---------- Source material

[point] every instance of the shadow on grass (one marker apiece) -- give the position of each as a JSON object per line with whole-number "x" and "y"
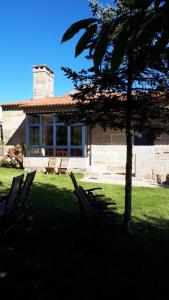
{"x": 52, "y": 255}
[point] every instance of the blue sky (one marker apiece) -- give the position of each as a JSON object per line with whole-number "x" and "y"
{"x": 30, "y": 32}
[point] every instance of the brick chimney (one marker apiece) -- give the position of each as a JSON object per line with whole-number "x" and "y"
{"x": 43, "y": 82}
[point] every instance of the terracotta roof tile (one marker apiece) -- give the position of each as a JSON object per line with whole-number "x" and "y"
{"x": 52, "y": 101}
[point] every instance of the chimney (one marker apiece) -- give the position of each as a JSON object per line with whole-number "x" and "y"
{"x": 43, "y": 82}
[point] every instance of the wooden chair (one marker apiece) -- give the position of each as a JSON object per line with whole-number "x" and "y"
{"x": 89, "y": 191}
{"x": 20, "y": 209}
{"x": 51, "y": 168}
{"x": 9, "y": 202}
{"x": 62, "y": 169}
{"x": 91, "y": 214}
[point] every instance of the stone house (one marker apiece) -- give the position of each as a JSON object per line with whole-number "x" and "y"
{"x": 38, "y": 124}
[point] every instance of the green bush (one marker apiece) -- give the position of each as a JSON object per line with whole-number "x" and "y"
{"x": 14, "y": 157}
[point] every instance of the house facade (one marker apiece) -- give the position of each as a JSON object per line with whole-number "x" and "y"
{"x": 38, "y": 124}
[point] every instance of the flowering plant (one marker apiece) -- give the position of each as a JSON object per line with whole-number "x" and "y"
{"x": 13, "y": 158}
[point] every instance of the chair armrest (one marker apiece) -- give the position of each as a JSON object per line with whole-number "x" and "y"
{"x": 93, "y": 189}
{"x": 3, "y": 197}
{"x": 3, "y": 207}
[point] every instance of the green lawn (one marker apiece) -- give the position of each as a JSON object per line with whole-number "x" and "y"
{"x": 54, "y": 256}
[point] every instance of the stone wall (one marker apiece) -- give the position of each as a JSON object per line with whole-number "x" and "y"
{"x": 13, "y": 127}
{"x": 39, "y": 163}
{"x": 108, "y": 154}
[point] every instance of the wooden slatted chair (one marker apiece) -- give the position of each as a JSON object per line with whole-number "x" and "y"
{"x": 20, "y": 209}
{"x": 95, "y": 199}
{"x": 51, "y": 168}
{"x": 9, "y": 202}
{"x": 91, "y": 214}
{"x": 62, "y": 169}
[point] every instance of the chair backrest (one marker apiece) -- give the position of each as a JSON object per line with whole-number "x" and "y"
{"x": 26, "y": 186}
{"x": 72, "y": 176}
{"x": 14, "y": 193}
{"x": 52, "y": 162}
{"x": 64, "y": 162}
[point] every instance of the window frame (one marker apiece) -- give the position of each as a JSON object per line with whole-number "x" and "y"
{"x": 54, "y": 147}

--------------------

→ **Given exercise**
Repeat every record above exactly, but leave out any pictures.

→ **Result of this exercise**
[point] every instance of the shadow on grass (one marker apiece) -- give the position of each as a JSON object per line with whole-number "x" and "y"
{"x": 52, "y": 255}
[point] every instance of the blue sky (one marker apiece) -- give the position of each as a JSON object per line with whole-number "x" and "y"
{"x": 30, "y": 32}
[point] every instance of the brick chimney (one marker apiece) -- give the position of each as a JSON object per line with whole-number "x" and "y"
{"x": 43, "y": 82}
[point] every instance of the terracotta roof tile (one marker apiece) -- give the position of each as a JSON object per line with whole-number "x" and "y"
{"x": 52, "y": 101}
[point] every instance of the chimney (one marker apiece) -- give the position of each as a JSON object per line with whole-number "x" and "y"
{"x": 43, "y": 82}
[point] every instance of the wooden chair (one marker apiece) -- give the position of each as a JSON object per line with whole-number "x" and "y"
{"x": 89, "y": 191}
{"x": 20, "y": 209}
{"x": 51, "y": 168}
{"x": 9, "y": 202}
{"x": 62, "y": 169}
{"x": 91, "y": 214}
[point] every instance of the stone house (one marker apiece) -- give the position of each as a JSON object per line with whole-number "x" and "y"
{"x": 38, "y": 124}
[point] every instance of the green bush (one marker apiece) -- give the position of each as a JSON object per line with whole-number "x" and "y"
{"x": 14, "y": 157}
[point] every instance of the house facade (one marker apiece) -- give the position of each as a JSON object per line with whole-number "x" and "y"
{"x": 38, "y": 124}
[point] every instance of the flowering plant (one marker apiece) -- give the position of each as a JSON object per line with whole-number "x" and "y"
{"x": 13, "y": 158}
[point] every instance of the chair armrest (one marker apiece) -- give the position of each as a JSON object per line with whole-number "x" and "y"
{"x": 93, "y": 189}
{"x": 3, "y": 197}
{"x": 3, "y": 207}
[point] every instance of the green lawn (one marker apiece) -- give the position of each as a JSON object per line with whole-number "x" and "y"
{"x": 54, "y": 256}
[point] every instance of the stone wall (one marker apiece) -- give the position of each as a JSON object per line with whole-number "x" and "y"
{"x": 13, "y": 127}
{"x": 39, "y": 163}
{"x": 108, "y": 154}
[point] every instance of the wooden slatted chair (one marker apiece) -- give the position of each as a JSON object per line with whole-number "x" and "y"
{"x": 20, "y": 209}
{"x": 95, "y": 199}
{"x": 51, "y": 168}
{"x": 9, "y": 202}
{"x": 91, "y": 214}
{"x": 62, "y": 169}
[point] every instance of the chair backrest (one marker apiece) -- give the position of each as a JSON object per line with whole-number "x" and "y"
{"x": 26, "y": 186}
{"x": 72, "y": 176}
{"x": 14, "y": 193}
{"x": 52, "y": 162}
{"x": 64, "y": 162}
[point] every instance of the window frame (one marker apiece) -- give the position of each as a JSON object per line with whole-number "x" and "y"
{"x": 54, "y": 147}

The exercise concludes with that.